— Begin —

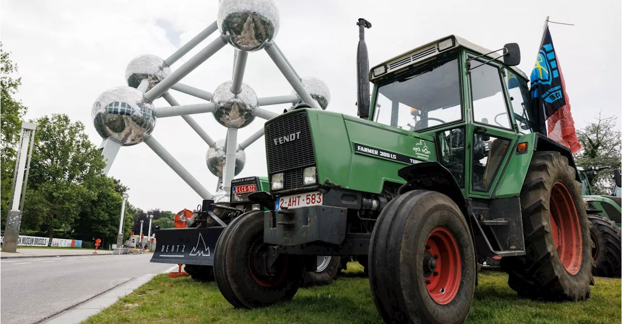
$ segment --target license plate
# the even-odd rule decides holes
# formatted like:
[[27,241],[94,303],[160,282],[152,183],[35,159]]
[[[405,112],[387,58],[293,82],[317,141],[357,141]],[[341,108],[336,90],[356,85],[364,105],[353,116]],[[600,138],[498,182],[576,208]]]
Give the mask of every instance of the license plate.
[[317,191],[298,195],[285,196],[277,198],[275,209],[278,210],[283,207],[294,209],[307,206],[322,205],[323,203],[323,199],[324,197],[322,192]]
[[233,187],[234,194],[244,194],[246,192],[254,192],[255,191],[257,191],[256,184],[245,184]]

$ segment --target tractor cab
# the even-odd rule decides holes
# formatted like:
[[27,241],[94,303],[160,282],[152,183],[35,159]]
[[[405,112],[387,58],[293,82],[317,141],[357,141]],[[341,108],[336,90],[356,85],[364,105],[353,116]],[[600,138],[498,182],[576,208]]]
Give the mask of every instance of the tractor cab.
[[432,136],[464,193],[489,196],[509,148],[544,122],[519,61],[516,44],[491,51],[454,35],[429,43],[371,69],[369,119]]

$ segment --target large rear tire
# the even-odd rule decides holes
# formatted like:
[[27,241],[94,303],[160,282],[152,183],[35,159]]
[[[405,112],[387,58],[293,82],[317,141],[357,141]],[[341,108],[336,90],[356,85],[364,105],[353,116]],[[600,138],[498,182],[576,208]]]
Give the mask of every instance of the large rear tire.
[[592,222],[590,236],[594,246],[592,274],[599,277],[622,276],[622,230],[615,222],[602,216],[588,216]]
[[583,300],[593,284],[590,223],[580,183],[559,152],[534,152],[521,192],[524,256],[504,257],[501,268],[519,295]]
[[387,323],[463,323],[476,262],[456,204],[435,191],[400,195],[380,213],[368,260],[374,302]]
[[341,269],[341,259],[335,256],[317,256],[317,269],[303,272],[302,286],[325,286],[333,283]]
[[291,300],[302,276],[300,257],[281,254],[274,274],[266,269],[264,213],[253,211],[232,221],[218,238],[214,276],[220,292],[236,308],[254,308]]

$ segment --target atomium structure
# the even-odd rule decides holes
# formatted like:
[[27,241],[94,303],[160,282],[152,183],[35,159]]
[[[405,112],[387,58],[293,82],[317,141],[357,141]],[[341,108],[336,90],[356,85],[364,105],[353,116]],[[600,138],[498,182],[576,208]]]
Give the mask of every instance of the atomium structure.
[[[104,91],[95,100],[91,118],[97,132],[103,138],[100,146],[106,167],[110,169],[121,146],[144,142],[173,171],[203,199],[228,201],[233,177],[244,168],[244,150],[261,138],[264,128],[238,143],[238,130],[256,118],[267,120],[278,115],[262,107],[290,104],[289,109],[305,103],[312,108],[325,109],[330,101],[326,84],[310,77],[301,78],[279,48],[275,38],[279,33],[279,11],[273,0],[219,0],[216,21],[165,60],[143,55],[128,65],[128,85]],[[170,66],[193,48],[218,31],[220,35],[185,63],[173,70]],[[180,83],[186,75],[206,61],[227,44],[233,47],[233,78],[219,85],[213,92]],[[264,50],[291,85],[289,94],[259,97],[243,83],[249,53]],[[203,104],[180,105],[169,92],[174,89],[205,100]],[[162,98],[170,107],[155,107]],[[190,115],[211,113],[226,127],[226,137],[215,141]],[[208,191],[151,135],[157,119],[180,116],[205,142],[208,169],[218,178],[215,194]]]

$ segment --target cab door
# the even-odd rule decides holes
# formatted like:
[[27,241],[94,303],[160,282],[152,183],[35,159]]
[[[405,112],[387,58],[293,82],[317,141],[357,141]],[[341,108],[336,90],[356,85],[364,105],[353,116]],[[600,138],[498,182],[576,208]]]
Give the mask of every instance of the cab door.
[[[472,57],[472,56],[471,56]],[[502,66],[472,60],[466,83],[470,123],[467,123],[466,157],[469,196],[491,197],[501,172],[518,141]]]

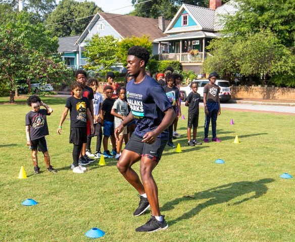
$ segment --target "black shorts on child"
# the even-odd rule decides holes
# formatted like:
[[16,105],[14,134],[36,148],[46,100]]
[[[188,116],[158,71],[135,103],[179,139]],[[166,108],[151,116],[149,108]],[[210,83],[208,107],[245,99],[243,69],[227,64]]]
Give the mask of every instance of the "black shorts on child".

— End —

Can you render the records as a Markdown table with the columns n and Line, one row per line, beginning at the line that contains "--target cab door" and continuing through the end of the records, skipping blank lines and leaving out the pictures?

— Result of this task —
| n | Line |
|---|---|
| 1 | $ segment --target cab door |
| 2 | # the even-odd rule decides holes |
| 3 | # formatted like: |
| 4 | [[27,241],[94,303],[160,282],[152,183],[35,159]] |
| 5 | [[[405,112],[387,58],[293,82],[317,141],[357,141]],[[341,108],[336,90],[356,85],[364,105],[353,116]],[[600,138],[498,182],[576,208]]] |
| 6 | Give the mask of every instance of the cab door. |
| 7 | [[[472,57],[472,56],[471,56]],[[502,66],[472,60],[466,83],[470,123],[467,123],[466,157],[469,196],[491,197],[501,172],[518,141]]] |
| 8 | $ segment --target "black shorts on child" |
| 9 | # the even-odd rule decides holes |
| 10 | # formatted like: |
| 11 | [[16,105],[14,134],[36,148],[46,100]] |
| 12 | [[[188,116],[158,71],[135,103],[179,139]],[[166,108],[151,116],[149,108]],[[210,83],[208,107],[245,99],[243,69],[227,64]]] |
| 13 | Give the mask of every instance of the "black shorts on child". |